Outre la santé, quantité de sciences s’intéressent au potentiel de l’informatique pour leurs recherches. Envisagez-vous davantage de projets interdisciplinaires?

Tout à fait. Si je prends l’exemple de la linguistique, vous pouvez proposer des cours extrêmement intéressants. Les gens qui développent des systèmes de reconnaissance  vocale comme Siri sont des linguistes qui s’appuient sur des techniques de big data et de machine learning. Nous voulons attirer en premier cycle de nouveaux étudiants qui s’intéressent peut-être moins à une carrière dans l’IT ou le développement, mais qui disposent de bonnes bases et souhaitent appliquer les sciences informatiques dans d’autres domaines, comme la santé, l’économie, la linguistique ou le design. Et cela passe notamment par des partenariats avec d’autres institutions, comme nous le faisons avec l’ECAL.  Il faut développer ces collaborations. Nous voulons aussi proposer un master en humanités digitales  avec le Collège des Humanités de l’EPFL et d’autres universités. Nous cherchons d’ailleurs à recruter des professeurs dans ce domaine.

**Consigne**
Recopiez sans rien changer le passage de l'extrait sur l'informatique et les autres sciences qui commence aux mots « Outre la santé, quantité » et s'arrête après « de projets interdisciplinaires? ».

Lignes de données sur l'emplacement des objets
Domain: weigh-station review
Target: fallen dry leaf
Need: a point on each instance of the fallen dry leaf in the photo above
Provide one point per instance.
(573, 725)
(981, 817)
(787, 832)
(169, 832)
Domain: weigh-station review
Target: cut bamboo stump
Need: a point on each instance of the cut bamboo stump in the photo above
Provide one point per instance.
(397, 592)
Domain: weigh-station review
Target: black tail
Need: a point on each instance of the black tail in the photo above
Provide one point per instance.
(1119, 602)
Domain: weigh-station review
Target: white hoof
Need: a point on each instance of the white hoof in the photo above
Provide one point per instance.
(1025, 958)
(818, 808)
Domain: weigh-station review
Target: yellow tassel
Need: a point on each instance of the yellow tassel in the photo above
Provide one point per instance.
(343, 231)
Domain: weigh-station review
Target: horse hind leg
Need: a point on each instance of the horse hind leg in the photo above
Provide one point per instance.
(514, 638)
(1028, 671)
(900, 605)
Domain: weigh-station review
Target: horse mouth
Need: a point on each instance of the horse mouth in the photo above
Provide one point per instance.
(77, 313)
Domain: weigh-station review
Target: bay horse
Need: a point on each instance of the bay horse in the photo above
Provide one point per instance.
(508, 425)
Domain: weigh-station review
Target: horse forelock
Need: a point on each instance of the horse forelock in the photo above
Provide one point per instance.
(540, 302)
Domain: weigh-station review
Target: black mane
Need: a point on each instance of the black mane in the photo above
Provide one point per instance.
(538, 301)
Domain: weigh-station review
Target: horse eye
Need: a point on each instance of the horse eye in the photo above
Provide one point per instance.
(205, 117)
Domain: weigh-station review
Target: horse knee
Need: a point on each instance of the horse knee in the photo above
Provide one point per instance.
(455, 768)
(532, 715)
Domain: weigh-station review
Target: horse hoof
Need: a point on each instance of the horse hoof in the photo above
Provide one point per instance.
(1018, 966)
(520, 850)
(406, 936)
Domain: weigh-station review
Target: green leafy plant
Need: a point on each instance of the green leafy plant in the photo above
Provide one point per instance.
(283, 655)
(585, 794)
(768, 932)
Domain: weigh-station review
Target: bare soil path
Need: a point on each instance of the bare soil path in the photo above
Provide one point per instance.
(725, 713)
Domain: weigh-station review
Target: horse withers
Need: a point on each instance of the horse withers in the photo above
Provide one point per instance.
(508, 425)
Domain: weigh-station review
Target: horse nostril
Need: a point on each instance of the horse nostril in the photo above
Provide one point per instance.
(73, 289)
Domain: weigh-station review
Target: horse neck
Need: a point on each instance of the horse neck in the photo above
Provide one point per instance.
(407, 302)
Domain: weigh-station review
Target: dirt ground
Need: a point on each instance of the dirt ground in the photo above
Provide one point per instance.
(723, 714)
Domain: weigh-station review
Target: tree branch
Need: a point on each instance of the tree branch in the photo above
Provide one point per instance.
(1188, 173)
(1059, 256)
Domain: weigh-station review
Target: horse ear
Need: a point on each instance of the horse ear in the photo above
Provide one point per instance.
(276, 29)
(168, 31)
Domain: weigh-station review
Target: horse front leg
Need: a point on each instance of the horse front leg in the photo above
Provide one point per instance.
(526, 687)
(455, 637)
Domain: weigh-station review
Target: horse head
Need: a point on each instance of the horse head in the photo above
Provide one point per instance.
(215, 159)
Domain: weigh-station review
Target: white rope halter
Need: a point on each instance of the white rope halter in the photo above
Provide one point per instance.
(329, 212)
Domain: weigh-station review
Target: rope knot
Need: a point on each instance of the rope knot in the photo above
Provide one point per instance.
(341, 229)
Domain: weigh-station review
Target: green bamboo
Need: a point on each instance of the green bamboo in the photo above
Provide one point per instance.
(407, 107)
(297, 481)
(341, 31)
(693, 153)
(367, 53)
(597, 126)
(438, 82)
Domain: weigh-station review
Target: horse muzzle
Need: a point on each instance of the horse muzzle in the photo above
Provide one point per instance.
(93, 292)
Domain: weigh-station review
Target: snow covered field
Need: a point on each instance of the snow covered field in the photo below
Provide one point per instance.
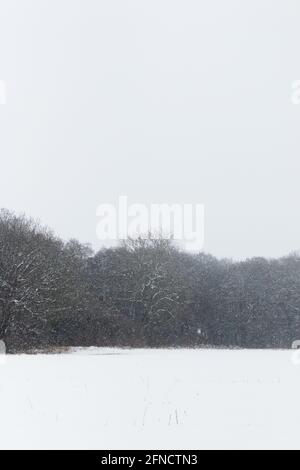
(130, 399)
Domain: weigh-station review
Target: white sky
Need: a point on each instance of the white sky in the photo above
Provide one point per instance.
(161, 100)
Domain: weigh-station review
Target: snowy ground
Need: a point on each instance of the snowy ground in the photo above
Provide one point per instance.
(182, 399)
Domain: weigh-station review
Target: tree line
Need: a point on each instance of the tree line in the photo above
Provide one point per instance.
(143, 293)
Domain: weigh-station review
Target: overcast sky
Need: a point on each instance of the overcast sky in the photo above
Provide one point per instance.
(161, 100)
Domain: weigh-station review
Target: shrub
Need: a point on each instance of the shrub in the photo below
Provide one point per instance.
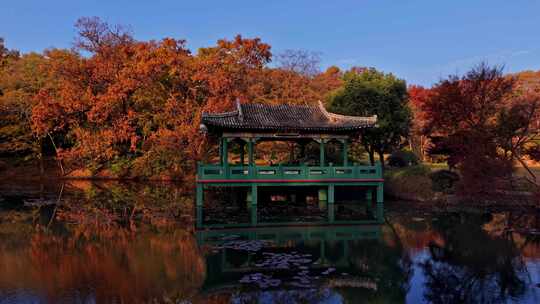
(443, 180)
(402, 159)
(411, 183)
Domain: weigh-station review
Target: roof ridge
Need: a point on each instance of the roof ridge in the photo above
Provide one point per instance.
(217, 115)
(331, 115)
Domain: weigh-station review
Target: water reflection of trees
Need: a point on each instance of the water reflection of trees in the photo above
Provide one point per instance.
(102, 244)
(472, 266)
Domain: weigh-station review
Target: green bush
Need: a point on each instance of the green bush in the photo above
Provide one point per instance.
(443, 180)
(402, 158)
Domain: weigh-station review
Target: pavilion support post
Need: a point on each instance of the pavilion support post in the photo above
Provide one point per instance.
(380, 202)
(199, 204)
(331, 215)
(345, 153)
(321, 154)
(242, 154)
(200, 194)
(250, 152)
(323, 198)
(224, 151)
(369, 202)
(254, 202)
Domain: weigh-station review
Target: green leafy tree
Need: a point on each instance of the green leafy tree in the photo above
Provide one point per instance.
(21, 77)
(370, 92)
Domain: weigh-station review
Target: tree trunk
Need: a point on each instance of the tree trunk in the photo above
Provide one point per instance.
(381, 158)
(371, 157)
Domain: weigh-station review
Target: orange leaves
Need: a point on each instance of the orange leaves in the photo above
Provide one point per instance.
(140, 101)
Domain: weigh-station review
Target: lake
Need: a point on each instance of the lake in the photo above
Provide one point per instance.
(112, 242)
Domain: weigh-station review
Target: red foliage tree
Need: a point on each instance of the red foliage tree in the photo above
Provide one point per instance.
(481, 125)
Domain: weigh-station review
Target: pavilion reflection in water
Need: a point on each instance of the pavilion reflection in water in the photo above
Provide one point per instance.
(292, 257)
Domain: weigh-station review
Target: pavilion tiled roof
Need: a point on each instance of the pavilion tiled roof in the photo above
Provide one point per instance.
(284, 117)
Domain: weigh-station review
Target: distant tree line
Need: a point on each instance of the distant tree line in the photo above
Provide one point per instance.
(133, 107)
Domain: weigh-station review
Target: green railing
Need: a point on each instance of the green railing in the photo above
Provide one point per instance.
(279, 172)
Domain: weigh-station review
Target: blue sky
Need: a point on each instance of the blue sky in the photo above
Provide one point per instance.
(420, 41)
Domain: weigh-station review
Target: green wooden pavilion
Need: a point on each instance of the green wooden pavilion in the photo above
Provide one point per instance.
(305, 126)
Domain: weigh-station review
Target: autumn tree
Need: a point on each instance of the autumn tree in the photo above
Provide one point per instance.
(303, 62)
(134, 106)
(21, 77)
(370, 92)
(482, 125)
(418, 141)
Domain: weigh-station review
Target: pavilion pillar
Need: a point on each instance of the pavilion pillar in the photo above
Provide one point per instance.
(345, 152)
(369, 201)
(380, 202)
(224, 151)
(242, 147)
(331, 215)
(253, 207)
(199, 204)
(321, 154)
(250, 152)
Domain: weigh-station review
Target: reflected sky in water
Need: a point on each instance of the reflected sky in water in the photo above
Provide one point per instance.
(137, 243)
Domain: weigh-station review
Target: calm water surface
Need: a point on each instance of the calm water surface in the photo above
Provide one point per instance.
(82, 242)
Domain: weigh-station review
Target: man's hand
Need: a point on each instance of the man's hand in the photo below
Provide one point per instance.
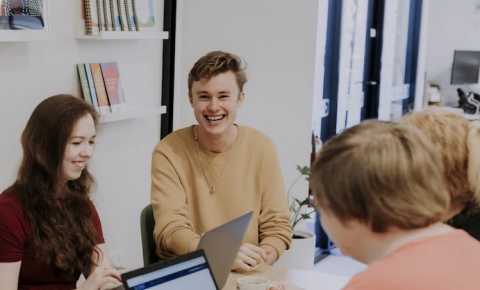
(271, 254)
(249, 257)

**Corrigé**
Outre la santé, quantité de sciences s’intéressent au potentiel de l’informatique pour leurs recherches. Envisagez-vous davantage de projets interdisciplinaires?